■ JOB 1:
Could you copy the entries verbatim, starting at the line containing "The palm canopy" and running through the last of the entries, with both ends included? Please omit the pictures.
■ JOB 2:
Can you pick up the article on classifying workers as employees or independent contractors and continue it from where it stops?

■ TEXT EXCERPT:
┄┄┄┄┄┄┄┄┄┄┄┄┄┄┄┄┄┄┄┄

Employee vs Independent Contractor Classification

Navigating Employee vs. Independent Contractor Classification for Small Businesses

For small businesses, correctly classifying workers as either employees or independent contractors is crucial. Misclassification can lead to significant legal and financial repercussions. This article will help you understand the distinction between the two classifications and navigate compliance with relevant regulations.

Understanding the FLSA and its Applicability

The Fair Labor Standards Act (FLSA) sets minimum wage, overtime pay, recordkeeping, and child labor standards affecting full-time and part-time employees in both the private sector and government. However, the protections of the FLSA do not extend to independent contractors. The primary method for determining classification under the FLSA is through the “economic reality test,” which examines whether a worker is economically dependent on the employer or in business for themselves.

Employee vs. Independent Contractor: Key Differences

Employees are individuals hired by a company to work under its direction and control. They receive wages, have taxes withheld from their paychecks, and often receive benefits such as health insurance and retirement plans (IRS ReferenceSBA Reference).

Independent contractors, on the other hand, provide services to a company but maintain control over how those services are executed. They are responsible for their own taxes and often do not receive employee benefits (IRS ReferenceSBA Reference).

The Economic Reality Test

The FLSA uses the “economic reality test” to assess whether a worker is an employee or an independent contractor. The following six factors are considered, but no single factor is decisive:

  1. Opportunity for profit or loss: Independent contractors can make a profit or incur a loss based on their managerial skill.
  2. Investment: Contractors often invest in their own equipment and resources, whereas employees use resources provided by the employer.
  3. Degree of permanence: Employees generally have an ongoing relationship with the employer, while contractors typically work on specific projects.

┄┄┄┄┄┄┄┄┄┄┄┄┄┄┄┄┄┄┄┄

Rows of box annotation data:
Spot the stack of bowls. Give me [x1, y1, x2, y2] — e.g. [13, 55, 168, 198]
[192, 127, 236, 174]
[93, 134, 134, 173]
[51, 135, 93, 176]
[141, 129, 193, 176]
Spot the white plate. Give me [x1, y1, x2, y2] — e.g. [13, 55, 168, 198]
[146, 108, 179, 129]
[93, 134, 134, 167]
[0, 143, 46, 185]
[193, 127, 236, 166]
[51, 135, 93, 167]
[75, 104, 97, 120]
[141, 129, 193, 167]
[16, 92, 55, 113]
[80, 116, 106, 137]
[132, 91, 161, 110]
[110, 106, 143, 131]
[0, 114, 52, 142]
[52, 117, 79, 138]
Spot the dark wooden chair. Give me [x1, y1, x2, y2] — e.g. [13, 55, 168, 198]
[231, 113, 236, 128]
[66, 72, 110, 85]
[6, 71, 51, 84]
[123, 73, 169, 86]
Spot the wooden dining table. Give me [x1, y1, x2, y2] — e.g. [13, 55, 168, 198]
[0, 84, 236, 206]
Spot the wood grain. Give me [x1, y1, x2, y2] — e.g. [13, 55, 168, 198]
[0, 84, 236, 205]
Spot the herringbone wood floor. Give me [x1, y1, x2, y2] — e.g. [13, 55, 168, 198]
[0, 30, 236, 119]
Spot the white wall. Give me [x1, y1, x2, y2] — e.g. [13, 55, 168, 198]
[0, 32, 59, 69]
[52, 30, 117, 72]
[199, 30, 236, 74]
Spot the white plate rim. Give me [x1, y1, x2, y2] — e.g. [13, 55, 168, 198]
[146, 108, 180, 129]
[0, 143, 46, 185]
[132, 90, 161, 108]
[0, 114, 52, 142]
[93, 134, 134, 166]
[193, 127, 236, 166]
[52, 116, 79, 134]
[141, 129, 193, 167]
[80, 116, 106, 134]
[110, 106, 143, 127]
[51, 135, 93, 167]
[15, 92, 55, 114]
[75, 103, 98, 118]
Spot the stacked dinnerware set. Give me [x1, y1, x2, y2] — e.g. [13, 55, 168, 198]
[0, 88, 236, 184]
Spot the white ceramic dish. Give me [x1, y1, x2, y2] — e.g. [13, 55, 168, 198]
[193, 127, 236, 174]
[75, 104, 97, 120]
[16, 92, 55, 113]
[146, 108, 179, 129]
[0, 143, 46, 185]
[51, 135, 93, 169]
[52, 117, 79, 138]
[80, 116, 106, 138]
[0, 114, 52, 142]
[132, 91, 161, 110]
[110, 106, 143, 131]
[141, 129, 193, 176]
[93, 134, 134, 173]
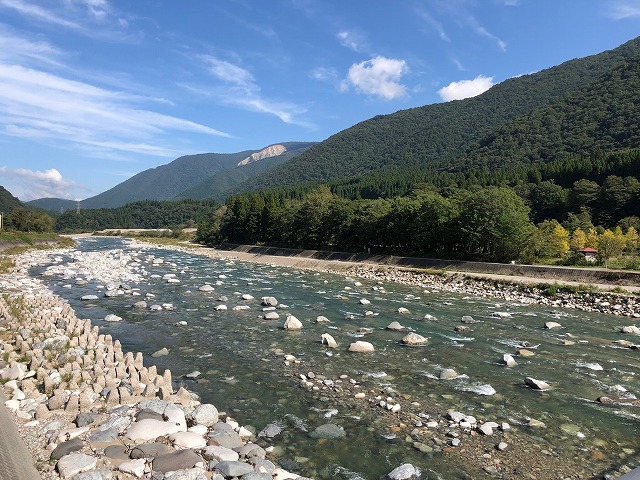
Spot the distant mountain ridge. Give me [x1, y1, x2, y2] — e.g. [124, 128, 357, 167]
[238, 144, 287, 167]
[0, 186, 24, 215]
[33, 37, 640, 208]
[236, 37, 640, 193]
[28, 142, 314, 212]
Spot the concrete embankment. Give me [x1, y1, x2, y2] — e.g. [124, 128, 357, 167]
[218, 244, 640, 287]
[0, 251, 310, 480]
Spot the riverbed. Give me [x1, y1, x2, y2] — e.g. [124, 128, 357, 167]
[31, 238, 640, 479]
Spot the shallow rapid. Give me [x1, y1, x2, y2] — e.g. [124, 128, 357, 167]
[31, 238, 640, 479]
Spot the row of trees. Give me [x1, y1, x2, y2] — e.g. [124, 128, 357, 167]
[55, 200, 220, 233]
[198, 186, 640, 261]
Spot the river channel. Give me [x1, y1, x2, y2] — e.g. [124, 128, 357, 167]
[32, 238, 640, 479]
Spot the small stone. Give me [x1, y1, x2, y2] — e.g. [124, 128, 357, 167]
[385, 463, 421, 480]
[187, 403, 219, 427]
[518, 348, 535, 357]
[502, 353, 518, 367]
[309, 423, 346, 439]
[349, 340, 374, 353]
[56, 453, 98, 479]
[478, 423, 493, 436]
[51, 438, 84, 460]
[152, 450, 204, 473]
[320, 333, 338, 348]
[118, 458, 146, 478]
[151, 347, 169, 358]
[440, 368, 458, 380]
[524, 377, 551, 390]
[215, 461, 254, 477]
[284, 315, 302, 330]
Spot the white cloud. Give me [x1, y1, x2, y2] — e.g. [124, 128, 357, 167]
[438, 75, 493, 102]
[0, 0, 84, 30]
[343, 56, 408, 100]
[0, 0, 137, 43]
[417, 8, 451, 42]
[0, 167, 87, 201]
[0, 24, 63, 65]
[336, 30, 365, 52]
[475, 25, 507, 52]
[609, 1, 640, 20]
[309, 67, 338, 82]
[201, 55, 259, 91]
[0, 63, 229, 157]
[195, 55, 313, 128]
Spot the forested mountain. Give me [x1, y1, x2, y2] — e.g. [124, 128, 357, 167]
[55, 200, 220, 233]
[27, 198, 78, 213]
[175, 142, 315, 201]
[0, 186, 24, 215]
[29, 142, 315, 213]
[68, 150, 256, 208]
[236, 38, 640, 191]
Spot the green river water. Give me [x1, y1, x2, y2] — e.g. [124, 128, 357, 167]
[34, 239, 640, 479]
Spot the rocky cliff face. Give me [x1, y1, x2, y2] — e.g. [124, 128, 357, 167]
[238, 145, 287, 167]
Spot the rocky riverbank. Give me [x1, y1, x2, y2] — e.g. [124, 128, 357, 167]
[0, 246, 316, 480]
[0, 242, 637, 480]
[166, 245, 640, 318]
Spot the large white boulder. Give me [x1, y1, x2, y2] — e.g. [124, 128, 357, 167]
[321, 333, 338, 348]
[349, 340, 374, 353]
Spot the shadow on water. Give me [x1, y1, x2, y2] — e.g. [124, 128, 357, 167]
[33, 239, 640, 479]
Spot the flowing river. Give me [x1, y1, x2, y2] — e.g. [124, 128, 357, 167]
[32, 238, 640, 479]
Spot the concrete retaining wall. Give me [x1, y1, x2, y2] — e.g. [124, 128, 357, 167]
[218, 243, 640, 285]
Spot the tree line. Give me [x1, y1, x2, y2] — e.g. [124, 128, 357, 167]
[55, 200, 220, 233]
[198, 176, 640, 262]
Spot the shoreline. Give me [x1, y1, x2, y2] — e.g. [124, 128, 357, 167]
[0, 240, 637, 480]
[0, 246, 312, 480]
[164, 242, 640, 319]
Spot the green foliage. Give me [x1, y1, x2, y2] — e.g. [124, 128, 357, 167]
[56, 196, 219, 233]
[0, 186, 23, 215]
[236, 39, 640, 193]
[208, 186, 533, 260]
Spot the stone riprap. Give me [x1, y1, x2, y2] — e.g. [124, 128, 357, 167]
[0, 248, 312, 480]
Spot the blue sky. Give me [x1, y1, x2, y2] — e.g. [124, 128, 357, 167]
[0, 0, 640, 200]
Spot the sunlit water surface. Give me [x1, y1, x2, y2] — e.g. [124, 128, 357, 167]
[33, 239, 640, 479]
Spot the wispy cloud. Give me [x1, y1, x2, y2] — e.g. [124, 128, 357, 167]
[0, 167, 89, 201]
[336, 30, 367, 52]
[416, 8, 451, 42]
[474, 25, 507, 52]
[0, 63, 228, 157]
[608, 0, 640, 20]
[0, 0, 137, 42]
[309, 67, 338, 82]
[438, 75, 493, 102]
[0, 23, 64, 66]
[343, 56, 408, 100]
[192, 55, 315, 128]
[428, 0, 513, 51]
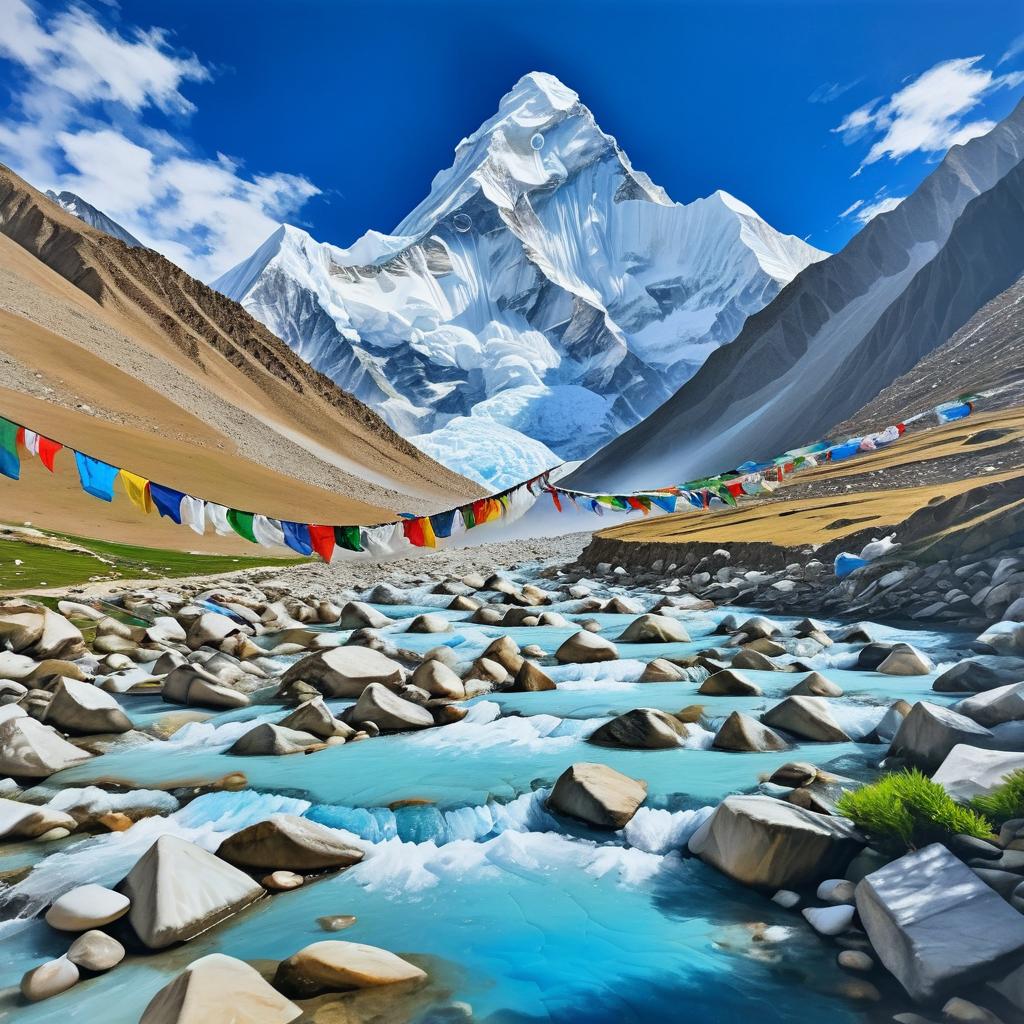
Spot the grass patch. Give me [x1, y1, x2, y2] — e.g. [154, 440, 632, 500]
[836, 768, 992, 854]
[0, 534, 308, 592]
[971, 768, 1024, 825]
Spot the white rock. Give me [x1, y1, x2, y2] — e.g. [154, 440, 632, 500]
[46, 883, 130, 932]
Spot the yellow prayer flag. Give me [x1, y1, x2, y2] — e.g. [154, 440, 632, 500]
[119, 469, 153, 514]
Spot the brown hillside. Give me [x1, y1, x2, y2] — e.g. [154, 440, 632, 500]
[0, 168, 479, 550]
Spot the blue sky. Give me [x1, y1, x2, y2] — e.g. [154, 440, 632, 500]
[0, 0, 1024, 278]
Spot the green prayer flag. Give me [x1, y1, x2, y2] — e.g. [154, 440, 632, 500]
[227, 509, 259, 544]
[334, 526, 362, 551]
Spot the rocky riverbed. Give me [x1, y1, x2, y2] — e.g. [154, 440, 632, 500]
[0, 538, 1024, 1024]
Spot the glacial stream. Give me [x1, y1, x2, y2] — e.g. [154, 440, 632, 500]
[0, 573, 966, 1024]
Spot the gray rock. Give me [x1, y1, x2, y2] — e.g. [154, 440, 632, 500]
[618, 613, 690, 643]
[932, 743, 1024, 801]
[66, 929, 125, 971]
[637, 657, 686, 683]
[346, 683, 434, 732]
[282, 646, 406, 697]
[338, 601, 394, 630]
[856, 843, 1024, 1002]
[278, 696, 354, 739]
[688, 796, 863, 889]
[761, 696, 850, 743]
[887, 700, 993, 771]
[786, 672, 843, 697]
[590, 708, 689, 751]
[43, 677, 132, 735]
[547, 762, 647, 830]
[712, 711, 790, 752]
[697, 669, 763, 697]
[952, 683, 1024, 729]
[217, 814, 362, 872]
[555, 630, 618, 665]
[0, 716, 92, 778]
[227, 722, 322, 757]
[118, 836, 263, 949]
[139, 953, 302, 1024]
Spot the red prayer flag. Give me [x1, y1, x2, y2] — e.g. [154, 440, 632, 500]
[401, 516, 425, 548]
[309, 526, 334, 562]
[39, 436, 63, 473]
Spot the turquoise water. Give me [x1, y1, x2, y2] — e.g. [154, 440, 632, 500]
[0, 581, 970, 1024]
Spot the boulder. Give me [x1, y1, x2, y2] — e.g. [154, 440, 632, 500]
[407, 614, 452, 633]
[282, 647, 406, 697]
[0, 600, 86, 659]
[43, 677, 132, 735]
[217, 814, 362, 872]
[732, 648, 780, 672]
[118, 836, 263, 949]
[786, 672, 843, 697]
[273, 939, 427, 998]
[22, 956, 79, 1002]
[0, 797, 78, 839]
[952, 683, 1024, 729]
[618, 613, 690, 643]
[185, 611, 247, 650]
[0, 716, 92, 778]
[227, 722, 322, 757]
[139, 953, 302, 1024]
[697, 669, 763, 697]
[932, 654, 1024, 693]
[66, 929, 125, 972]
[278, 696, 355, 739]
[761, 696, 850, 743]
[555, 630, 618, 665]
[637, 657, 686, 683]
[887, 700, 993, 771]
[160, 664, 249, 709]
[856, 843, 1024, 1002]
[688, 796, 863, 890]
[712, 711, 790, 752]
[510, 658, 558, 693]
[410, 658, 466, 700]
[876, 643, 935, 676]
[932, 743, 1024, 802]
[590, 708, 690, 751]
[46, 883, 129, 932]
[346, 683, 434, 732]
[547, 762, 647, 830]
[338, 601, 394, 630]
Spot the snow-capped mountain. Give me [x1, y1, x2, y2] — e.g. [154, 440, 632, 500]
[213, 73, 826, 484]
[46, 189, 145, 249]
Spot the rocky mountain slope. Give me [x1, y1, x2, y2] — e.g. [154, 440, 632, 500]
[45, 189, 145, 249]
[0, 169, 477, 551]
[213, 73, 825, 483]
[571, 104, 1024, 488]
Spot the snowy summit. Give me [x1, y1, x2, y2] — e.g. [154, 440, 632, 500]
[214, 72, 826, 485]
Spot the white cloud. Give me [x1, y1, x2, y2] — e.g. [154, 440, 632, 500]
[999, 32, 1024, 63]
[833, 56, 1024, 177]
[839, 196, 906, 226]
[0, 0, 319, 280]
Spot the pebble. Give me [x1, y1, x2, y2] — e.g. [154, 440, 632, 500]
[836, 949, 874, 971]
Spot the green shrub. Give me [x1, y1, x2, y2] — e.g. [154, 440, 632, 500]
[836, 768, 992, 854]
[971, 768, 1024, 825]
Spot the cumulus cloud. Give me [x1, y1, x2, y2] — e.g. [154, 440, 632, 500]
[0, 0, 319, 280]
[833, 56, 1024, 177]
[839, 189, 906, 227]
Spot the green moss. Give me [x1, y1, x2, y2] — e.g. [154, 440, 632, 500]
[836, 768, 992, 853]
[971, 768, 1024, 825]
[0, 535, 304, 593]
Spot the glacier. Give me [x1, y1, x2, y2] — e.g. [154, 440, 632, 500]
[213, 72, 827, 486]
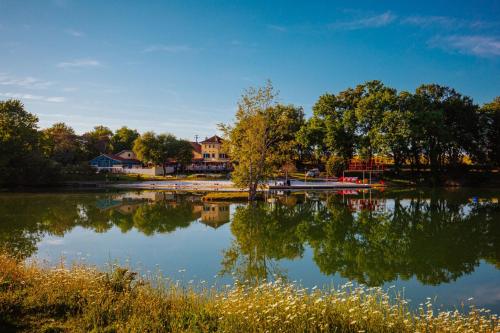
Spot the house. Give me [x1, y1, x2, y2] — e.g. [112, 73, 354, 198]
[90, 150, 142, 171]
[187, 135, 231, 171]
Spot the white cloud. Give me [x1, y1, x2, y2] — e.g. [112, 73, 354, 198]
[64, 29, 85, 37]
[400, 15, 499, 30]
[328, 11, 397, 30]
[0, 92, 66, 103]
[57, 59, 102, 68]
[267, 24, 288, 32]
[429, 35, 500, 57]
[142, 44, 193, 53]
[0, 73, 53, 89]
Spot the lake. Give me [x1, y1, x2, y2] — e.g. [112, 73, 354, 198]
[0, 189, 500, 313]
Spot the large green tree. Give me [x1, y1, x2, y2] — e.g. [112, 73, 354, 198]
[479, 96, 500, 167]
[0, 100, 58, 185]
[133, 132, 193, 174]
[82, 125, 113, 159]
[220, 82, 303, 200]
[42, 123, 83, 165]
[111, 126, 139, 153]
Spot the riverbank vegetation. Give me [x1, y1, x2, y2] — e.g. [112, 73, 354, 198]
[0, 254, 500, 332]
[0, 81, 500, 188]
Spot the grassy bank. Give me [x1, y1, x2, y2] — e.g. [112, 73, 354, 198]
[0, 255, 500, 332]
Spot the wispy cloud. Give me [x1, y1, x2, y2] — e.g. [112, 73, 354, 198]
[400, 15, 499, 30]
[0, 92, 66, 103]
[64, 29, 85, 37]
[429, 35, 500, 57]
[142, 44, 193, 53]
[266, 24, 288, 32]
[0, 73, 53, 89]
[57, 58, 102, 68]
[328, 11, 397, 30]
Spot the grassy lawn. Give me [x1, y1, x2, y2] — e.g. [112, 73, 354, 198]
[0, 254, 500, 333]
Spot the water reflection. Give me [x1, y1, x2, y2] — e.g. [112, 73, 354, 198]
[0, 190, 500, 286]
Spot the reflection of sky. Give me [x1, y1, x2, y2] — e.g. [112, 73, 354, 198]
[34, 215, 500, 313]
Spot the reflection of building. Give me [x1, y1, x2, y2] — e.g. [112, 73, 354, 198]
[347, 198, 386, 212]
[201, 203, 230, 228]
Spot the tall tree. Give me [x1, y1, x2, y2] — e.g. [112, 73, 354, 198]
[111, 126, 139, 153]
[0, 100, 58, 185]
[82, 125, 113, 158]
[356, 81, 397, 160]
[479, 96, 500, 167]
[220, 82, 303, 200]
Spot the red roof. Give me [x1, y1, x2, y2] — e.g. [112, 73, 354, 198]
[201, 135, 224, 143]
[103, 154, 141, 163]
[190, 142, 201, 154]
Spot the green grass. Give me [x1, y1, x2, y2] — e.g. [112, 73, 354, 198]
[0, 254, 500, 332]
[203, 192, 248, 201]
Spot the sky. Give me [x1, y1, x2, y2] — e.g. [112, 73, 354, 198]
[0, 0, 500, 140]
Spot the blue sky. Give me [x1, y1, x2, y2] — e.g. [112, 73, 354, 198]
[0, 0, 500, 139]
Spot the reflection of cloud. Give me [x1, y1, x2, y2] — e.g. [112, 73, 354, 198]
[45, 238, 64, 245]
[329, 11, 396, 30]
[429, 35, 500, 57]
[0, 92, 66, 103]
[57, 59, 102, 68]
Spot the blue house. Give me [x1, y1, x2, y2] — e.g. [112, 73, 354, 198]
[90, 150, 142, 170]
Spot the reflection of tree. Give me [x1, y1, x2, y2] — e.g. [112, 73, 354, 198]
[133, 201, 200, 235]
[304, 193, 500, 285]
[0, 193, 205, 258]
[221, 203, 307, 282]
[222, 192, 500, 286]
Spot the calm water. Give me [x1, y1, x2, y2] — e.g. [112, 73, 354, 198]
[0, 189, 500, 313]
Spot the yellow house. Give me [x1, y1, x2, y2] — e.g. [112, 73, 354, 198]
[188, 135, 231, 171]
[200, 135, 229, 162]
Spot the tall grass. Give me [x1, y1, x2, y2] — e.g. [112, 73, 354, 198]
[0, 254, 500, 332]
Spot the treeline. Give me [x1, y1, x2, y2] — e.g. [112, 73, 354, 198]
[297, 81, 500, 173]
[0, 100, 192, 186]
[224, 81, 500, 199]
[0, 81, 500, 185]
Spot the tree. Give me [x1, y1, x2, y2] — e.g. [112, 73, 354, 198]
[355, 81, 397, 160]
[479, 96, 500, 167]
[375, 92, 413, 171]
[133, 132, 193, 175]
[42, 123, 82, 165]
[82, 125, 113, 159]
[411, 84, 479, 176]
[219, 82, 303, 200]
[175, 140, 193, 168]
[0, 100, 58, 185]
[111, 126, 139, 153]
[132, 132, 163, 164]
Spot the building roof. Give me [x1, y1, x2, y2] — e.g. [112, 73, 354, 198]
[101, 154, 141, 164]
[201, 135, 224, 143]
[190, 142, 201, 154]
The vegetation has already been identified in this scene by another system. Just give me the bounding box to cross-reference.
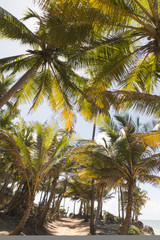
[0,0,160,235]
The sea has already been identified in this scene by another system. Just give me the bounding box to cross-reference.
[140,220,160,235]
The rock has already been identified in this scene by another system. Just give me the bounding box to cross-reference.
[132,221,144,229]
[143,226,155,235]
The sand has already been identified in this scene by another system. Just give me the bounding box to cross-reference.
[0,217,119,236]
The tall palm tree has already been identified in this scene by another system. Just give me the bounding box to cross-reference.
[0,3,100,129]
[0,120,74,235]
[73,116,160,235]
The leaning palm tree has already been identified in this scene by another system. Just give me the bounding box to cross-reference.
[73,116,160,235]
[0,120,74,235]
[0,3,100,129]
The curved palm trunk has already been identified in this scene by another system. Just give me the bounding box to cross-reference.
[120,180,134,235]
[9,196,34,235]
[38,176,59,226]
[95,186,104,227]
[0,57,43,108]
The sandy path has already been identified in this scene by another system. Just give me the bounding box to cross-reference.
[46,218,89,236]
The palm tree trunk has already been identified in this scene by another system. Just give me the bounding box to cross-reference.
[9,196,34,235]
[119,186,124,221]
[95,186,104,227]
[0,57,43,108]
[73,200,76,215]
[89,122,96,235]
[38,176,59,227]
[120,179,134,235]
[118,187,121,218]
[53,192,64,218]
[78,201,83,217]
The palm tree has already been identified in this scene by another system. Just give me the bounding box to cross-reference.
[73,116,160,235]
[0,120,74,235]
[123,186,149,222]
[0,3,99,129]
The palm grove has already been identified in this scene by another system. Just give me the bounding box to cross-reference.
[0,0,160,235]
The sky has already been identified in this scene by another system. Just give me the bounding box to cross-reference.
[0,0,160,220]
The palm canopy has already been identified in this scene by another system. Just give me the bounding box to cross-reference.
[72,116,160,234]
[0,2,103,129]
[84,0,160,89]
[0,122,73,197]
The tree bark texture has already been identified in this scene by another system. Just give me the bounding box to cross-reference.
[120,179,134,235]
[38,176,59,227]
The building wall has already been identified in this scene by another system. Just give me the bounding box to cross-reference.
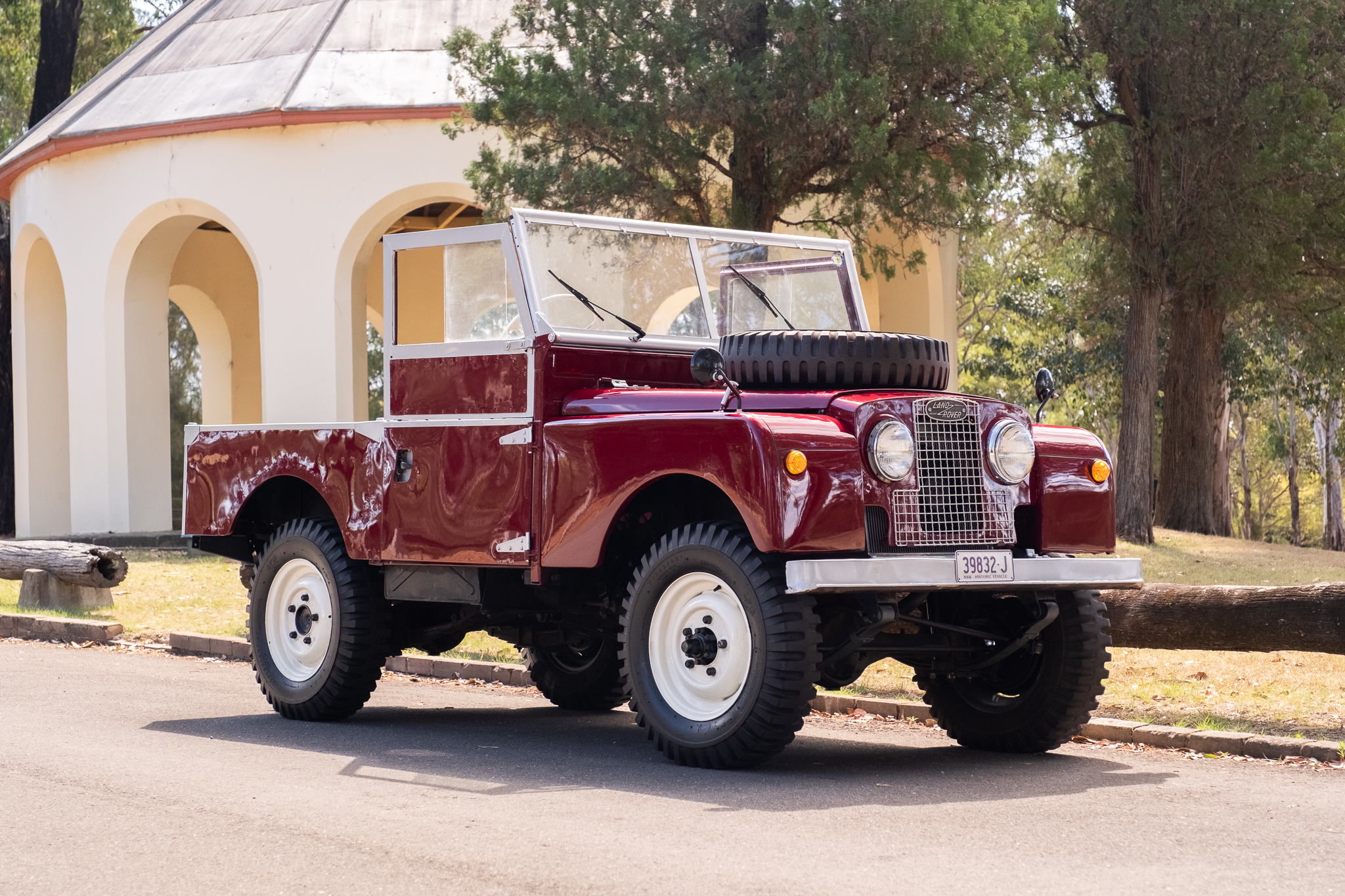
[11,119,956,534]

┄┄┄┄┄┄┄┄┄┄┄┄┄┄┄┄┄┄┄┄

■ EXERCISE ANSWER 1:
The palm canopy has already been identified in this scene by another system. Just give me the bounding box to cross-reference.
[72,116,160,234]
[0,2,103,129]
[84,0,160,89]
[0,122,73,197]
The tree bark texture has already been identified in this scene by another system. Just give me the bounding box to cross-reference.
[120,179,134,235]
[38,176,59,227]
The building wall has already been identified in this scene by another system. Just give me the bounding box to cross-reference.
[11,119,956,534]

■ EXERCISE ANSWER 2:
  4. Nature and degree of control: Contractors maintain significant control over how they perform their work, unlike employees, who follow the employer’s instructions.
  5. Integral part of the business: Work that is vital to the employer’s business suggests an employment relationship.
  6. Skill and initiative: Independent contractors often bring specialized skills and take initiative in their work.

The IRS 20-Factor Test

The IRS employs a comprehensive 20-Factor Test to provide detailed guidance on distinguishing between employees and independent contractors. This test examines a wide range of behavioral, financial, and relational aspects to determine the level of control and independence of the worker (IRS Reference).

Behavioral Control Factors:

  1. Instructions: If the business has the right to control what, how, and when work is done, the worker is more likely to be an employee.
  2. Training: Providing training to the worker implies an expectation of following company guidelines, indicating employee status.

Financial Control Factors:

  1. Significant Investment: Independent contractors typically invest in their own facilities or tools. A lack of significant investment indicates employee status.
  2. Unreimbursed Expenses: Independent contractors are more likely to have expenses that are not reimbursed, further indicating their independence.
  3. Opportunity for Profit or Loss: A worker’s ability to realize a profit or incur a loss suggests independent contractor status.
  4. Services Available to the Market: Independent contractors often make their services available to the general public and work for multiple clients.

Relationship of the Parties Factors:

  1. Written Contracts: While a contract can signify the parties’ intentions, the actual nature of the relationship holds more weight.
  2. Employee Benefits: Providing employee benefits like insurance and retirement plans signifies an employment relationship.
  3. Permanency of the Relationship: A relationship intended to be ongoing or indefinite generally indicates employee status.
  4. Regular Business Activity: If the services provided are a key part of the company’s regular business, this suggests the worker is an employee.

Other Considerations:

  1. Degree of Instruction: Detailed instructions given by the business indicate control, suggesting employee status.
  2. Order or Sequence Set: If the business mandates the order or sequence in which the work should be done, this indicates control over the worker.
  3. Reports: Regular reports to the business suggest an oversight typical for employees.
  4. Payment Method: Employees typically receive periodic payments such as hourly or weekly, while independent contractors are usually paid per job or project.
  5. Right to Discharge: The right to terminate the worker indicates an employer-employee relationship, while an independent contractor relationship limits termination based on contract terms.
  6. Right to Terminate: If the worker can walk away without liability, it suggests employee status; independent contractors generally cannot terminate without potential liabilities.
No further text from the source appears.